> **Written request 1**
In the European football roundup, who scored the last-minute equalizer that earned Frosinone its first point of the season?
> **Written request 2**
Continue the European football roundup, picking up right after its final sentence.

> **Excerpt to read**
The architect of the win was Hatem Ben Arfa, who has been outstanding this season.
He had spent six months waiting for his chance following a FIFA ban after an appearance for Newcastle Under-21s last August was deemed as an official fixture, thus preventing him playing for a third team in one season (he lost his appeal this week).
Ben Arfa scored twice as Nice’s three-man strikeforce–Valere Germain, Ben Arfa, twice, Mickaël Le Bihan–all found the target. Nice has scored 16 in seven games and is up to eighth in the table. That may be as good as it gets, but the progress of Ben Arfa, whose career looked like petering out, could be one of the stories of the season.
More dropped points for Juventus
The Scudetto race could be an open one this season as Juventus dropped points again, this time to lowly Frosinone, the Serie A first-timer who had lost its first four games. A last-minute equalizer from Leonardo Blanchard, a self-proclaimed Juventus fan who traveled to Berlin to watch the team in last season’s Champions League final, earned Frosinone its first point of the season.
With Inter Milan grinding out another 1-0 win, its fourth in five games, Juventus is still 10 points off the top. Saturday it plays at Napoli, who followed up its 5-0 demolition of Lazio with stuttering goalless draw at Carpi. Roma also lost which will suit Inter boss Roberto Mancini. Apart from his side, no one else in Italy has found its rhythm yet.
Top three players of the week
Robert Lewandowski (Bayern Munich)
Antoine Griezmann (Atletico Madrid)
Diego Simeone gave all six of his strikers a runout in the 2-0 win over Getafe (not at the same time, obviously) and while his big decision is who to pick out of Fernando Torres, Jackson Martinez, Yannick Carrasco, Oliver Torres and Angel Correa, Griezmann’s place is secure. There were concerns as to whether last season’s hot streak was a flash in the pan, but five goals in the opening six games suggests otherwise. And with fellow Frenchmen Karim Benzema, Anthony Martial, Loic Remy and even Mathieu Flamini finding the net, it was quite a week for Les Bleus.

> **Data lines**
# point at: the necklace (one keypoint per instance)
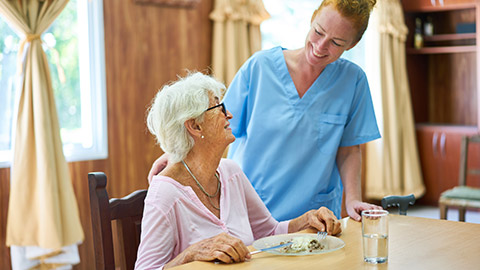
(201, 187)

> **Task answer 1**
Leonardo Blanchard

> **Task answer 2**
Iago Aspas (Celta Vigo)
Two goals, both brilliant, helped Celta Vigo beat Barcelona 4-1 in an incredible game. Aspas flopped in a brief spell at Liverpool but showed just what a bit of confidence can do with two chipped strikes over Marc Andre ter Stegen that will pile more pressure on the German goalkeeper. It’s not often that Luis Suarez plays second fiddle to an opposing forward–no one would have predicted his former Anfield teammate would do it.
Top goals of the week
Robert Lewandowski (Bayern Munich vs. Wolfsburg)
The fifth was outstanding, but here are all of them for you.
Mario Balotelli (Udinese vs. AC Milan)
Four minutes into his first Serie A start since rejoining Milan on loan from Liverpool, Balotelli fired this brilliant free kick into the top corner.
Mathieu Flamini (Arsenal vs. Tottenham)
The Frenchman was an unlikely hero of a fierce north London derby, scoring twice to give the visitor a 2-1 away win in the League Cup. If his first goal showed the poaching skills of Thierry Henry, his second was more Bergkamp-esque, a rasping volley worthy of winning any game.
Leroy Sane (Schalke vs. Eintracht Frankfurt)
Schalke is up to third after a third win on the bounce was secured with this last-minute beauty. Sane is only 19 and if he scores any more like these, the big clubs will surely come knocking.